▸ **What this task involves**
All of the data needs to be repeated exactly.
___ Data entries ___
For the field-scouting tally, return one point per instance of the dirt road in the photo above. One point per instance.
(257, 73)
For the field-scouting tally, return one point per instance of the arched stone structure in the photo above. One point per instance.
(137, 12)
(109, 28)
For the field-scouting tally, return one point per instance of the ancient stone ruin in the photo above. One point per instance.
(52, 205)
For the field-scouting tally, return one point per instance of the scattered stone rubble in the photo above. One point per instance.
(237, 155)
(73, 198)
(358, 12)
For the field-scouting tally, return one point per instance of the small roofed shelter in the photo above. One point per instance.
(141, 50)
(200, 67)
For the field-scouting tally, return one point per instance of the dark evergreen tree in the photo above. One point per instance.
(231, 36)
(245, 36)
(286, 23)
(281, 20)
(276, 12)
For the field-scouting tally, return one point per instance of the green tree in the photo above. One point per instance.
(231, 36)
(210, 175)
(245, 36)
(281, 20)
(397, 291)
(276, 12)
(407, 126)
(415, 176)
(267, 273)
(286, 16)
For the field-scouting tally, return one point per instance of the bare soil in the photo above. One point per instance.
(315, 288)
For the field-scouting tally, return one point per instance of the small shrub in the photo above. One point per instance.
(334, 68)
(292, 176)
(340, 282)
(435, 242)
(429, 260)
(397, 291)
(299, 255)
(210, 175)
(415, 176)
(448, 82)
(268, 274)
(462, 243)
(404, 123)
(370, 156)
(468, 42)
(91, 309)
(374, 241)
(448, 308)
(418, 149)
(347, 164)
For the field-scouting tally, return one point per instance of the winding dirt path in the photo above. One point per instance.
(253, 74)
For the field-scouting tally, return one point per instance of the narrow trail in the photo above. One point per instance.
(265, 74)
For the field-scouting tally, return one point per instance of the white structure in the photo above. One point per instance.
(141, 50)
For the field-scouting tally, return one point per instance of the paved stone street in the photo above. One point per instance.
___
▸ **Solution below**
For the field-scouting tally, return one point per instance of the dirt road in the photo above. One point per instance.
(257, 73)
For the field-scouting tally, return one point per instance of the arched stone structure in the photo above. One point per instance.
(137, 12)
(109, 28)
For the field-scouting tally, return one point per instance of the ancient stone ruin in the photo above. One point per instance.
(52, 205)
For the field-scouting tally, return one point per instance of the scattered stone rubble in the photo above. One point per instance.
(237, 155)
(73, 198)
(358, 12)
For the field-scouting tally, return one point per instance of the small roofed shelter in the photo above. One point per instance.
(141, 50)
(200, 67)
For the field-scouting tally, return one point per instance of the dark evergreen tree in the photo above. One point per instance.
(231, 36)
(245, 36)
(286, 23)
(281, 20)
(276, 12)
For the field-scouting tally, return one point per instance of the green tree in the photo above. One point per instance.
(231, 36)
(210, 175)
(245, 36)
(281, 20)
(397, 291)
(276, 12)
(407, 126)
(415, 176)
(267, 273)
(286, 16)
For the field-scouting tally, return one point per instance of the bare soil in the photo above. One point per instance.
(315, 288)
For the field-scouting tally, return one point per instance of the small shrub in the photo above. One point per instance.
(334, 68)
(292, 176)
(340, 282)
(435, 242)
(429, 260)
(397, 291)
(299, 255)
(210, 175)
(415, 176)
(448, 82)
(268, 274)
(462, 243)
(404, 123)
(370, 156)
(468, 42)
(91, 309)
(374, 241)
(448, 308)
(418, 149)
(347, 164)
For the field-scouting tally, return one point per instance of the winding dirt path in the photo above. One point per instance.
(253, 74)
For the field-scouting tally, return one point per instance of the narrow trail in the photo above. One point per instance.
(265, 74)
For the field-scouting tally, return one point per instance of the white structure in the photo above. One point per instance.
(141, 50)
For the field-scouting tally, return one point per instance of the paved stone street in the photo above. One point per instance.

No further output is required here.